Sin embargo, aquí estamos, cuatro años después, contemplando la posibilidad de que Donald Trump vuelva a residir en la Casa Blanca. Un análisis detallado de las razones por las que puede ocurrir exigiría mucho más espacio, pero nos atrevemos a apuntar aquí, someramente, algunos de los motivos. 

En los Estados Unidos hay dos realidades completamente diferentes. Por un lado, están las grandes ciudades. Por otro, las extensas zonas rurales y las urbes de tamaño medio. En The New Class War, Michael Lind explica cómo las poblaciones más grandes se fueron llenando de clases medias muy formadas, que abrazaban valores progresistas, mientras las inmensas regiones agrarias se vaciaban y muchas áreas industriales se empobrecían, pues las empresas se deslocalizaban a otros países. Esas clases medias urbanas lograron introducir en la agenda política sus preocupaciones (como el cambio climático o el aprovechamiento de los beneficios de la globalización), pero tanto los residentes en zonas rurales como los trabajadores menos cualificados sintieron que las suyas eran ignoradas, e incluso marginadas, en beneficio de la “ideología urbana imperante”. Trump se aprovecha de esa sensación de abandono y del resentimiento que provoca. Los mapas electorales de los estados más disputados suelen mostrar enormes superficies rojas (color del partido republicano), entre las que destacan pequeñas islas azules (las grandes ciudades, donde los demócratas obtienen elevados niveles de voto). 

Además, los mayores núcleos urbanos no son tan homogéneos como muchos piensan. En ellos hay barrios degradados, con elevados porcentajes de población inmigrante, que constituyen un óptimo caldo de cultivo para las propuestas de Donald Trump, lo que acaba erosionando la base electoral de sus rivales en los territorios que deberían serles más favorables. Entre las minorías étnicas, también existe una enorme diversidad: en algunos segmentos, crecen las reticencias hacia la llegada de nuevos inmigrantes, especialmente entre los latinos; en otros, como ocurre entre los musulmanes, la postura de los demócratas hacia Israel o su defensa del feminismo, los aleja de Kamala Harris, que puede tener problemas para mantener los porcentajes de Joe Biden entre el electorado afroamericano, pues la inflación ha resultado devastadora entre las familias más humildes.

Hoy, Estados Unidos es un mosaico de contradicciones, y nadie como Trump para explotarlas, aprovechando la complejidad del mundo en que vivimos para lanzar mensajes simplistas y proponer soluciones tan fáciles como inútiles, pero que encajan muy bien con las opiniones, casi siempre poco fundamentadas, de una parte relevante del electorado.

Debemos llamar también la atención sobre el papel de las redes sociales, a través de las que los mensajes falsos y las medias verdades se difunden con enorme rapidez. Algunos estudios (por ejemplo, el publicado por Vosoughi, Roy y Aral en la revista Science en 2018) han puesto de manifiesto que, en ellas, las mentiras se propagan más, y con más velocidad, que las informaciones veraces. La manera en que funcionan, a través de algoritmos que proporcionan acceso a contenidos parecidos a los ya visualizados y crean una barrera frente a voces discrepantes, refuerzan la polarización y facilitan la difusión de esos mensajes simples. La argumentación, las opiniones contrastadas, el debate riguroso, con ánimo constructivo, apenas tienen cabida en las redes sociales, terreno abonado para el trumpismo. Al tratar de combatirlo con las mismas armas, se olvida con frecuencia que ni el medio ni sus reglas son neutrales. Es una batalla desigual.

[LISTA DE TAREAS]
• A. Resume en dos oraciones el pasaje citado sobre los motivos de un posible regreso de Trump a la Casa Blanca.
• B. Convierte en una lista el párrafo del pasaje citado que comienza con «Además, los mayores núcleos urbanos» y conserva sus datos principales.

[DATOS SIN PROCESAR]
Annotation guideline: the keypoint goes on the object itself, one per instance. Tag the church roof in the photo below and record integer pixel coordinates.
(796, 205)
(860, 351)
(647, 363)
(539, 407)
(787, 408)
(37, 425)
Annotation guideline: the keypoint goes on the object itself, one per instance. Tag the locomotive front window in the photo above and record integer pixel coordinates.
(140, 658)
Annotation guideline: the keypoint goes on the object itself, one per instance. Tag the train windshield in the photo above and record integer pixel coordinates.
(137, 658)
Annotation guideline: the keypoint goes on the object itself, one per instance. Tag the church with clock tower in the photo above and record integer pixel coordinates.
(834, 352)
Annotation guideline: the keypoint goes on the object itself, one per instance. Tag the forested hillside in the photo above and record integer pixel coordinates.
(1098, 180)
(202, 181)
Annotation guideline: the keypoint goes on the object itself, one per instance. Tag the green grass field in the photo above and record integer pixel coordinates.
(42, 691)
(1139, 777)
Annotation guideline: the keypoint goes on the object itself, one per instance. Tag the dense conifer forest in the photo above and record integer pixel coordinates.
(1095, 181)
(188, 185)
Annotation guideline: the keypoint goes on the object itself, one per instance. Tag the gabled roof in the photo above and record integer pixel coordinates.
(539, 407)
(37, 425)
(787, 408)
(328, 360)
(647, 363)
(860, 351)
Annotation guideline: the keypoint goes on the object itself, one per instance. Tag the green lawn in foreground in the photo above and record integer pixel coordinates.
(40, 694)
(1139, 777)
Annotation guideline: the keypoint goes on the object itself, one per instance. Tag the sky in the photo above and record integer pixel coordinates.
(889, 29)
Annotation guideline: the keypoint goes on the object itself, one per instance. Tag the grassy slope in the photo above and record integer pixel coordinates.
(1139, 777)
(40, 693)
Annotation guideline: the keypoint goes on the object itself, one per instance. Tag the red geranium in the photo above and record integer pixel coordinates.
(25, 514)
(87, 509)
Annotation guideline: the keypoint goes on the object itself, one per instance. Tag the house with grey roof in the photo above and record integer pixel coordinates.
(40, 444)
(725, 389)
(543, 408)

[RESPUESTAS POR TAREA]
• A. El pasaje citado sostiene que Trump puede volver a la Casa Blanca porque aprovecha la división entre las grandes ciudades, con clases medias formadas y progresistas, y las zonas rurales y urbes medianas, que se sienten ignoradas, así como las contradicciones dentro de las ciudades y entre las minorías étnicas. También señala que las redes sociales, donde las mentiras se propagan más y más rápido que las informaciones veraces y los algoritmos refuerzan la polarización, favorecen sus mensajes simplistas.

• B.
- Los grandes núcleos urbanos no son homogéneos.
- Sus barrios degradados, con muchos inmigrantes, favorecen las propuestas de Trump y erosionan la base electoral de sus rivales.
- Las minorías étnicas son muy diversas.
- En algunos segmentos, sobre todo entre los latinos, crecen las reticencias hacia nuevos inmigrantes.
- Entre los musulmanes, la postura demócrata sobre Israel y su defensa del feminismo los aleja de Kamala Harris.
- Harris puede tener problemas para mantener los porcentajes de Joe Biden entre el electorado afroamericano, pues la inflación ha golpeado a las familias más humildes.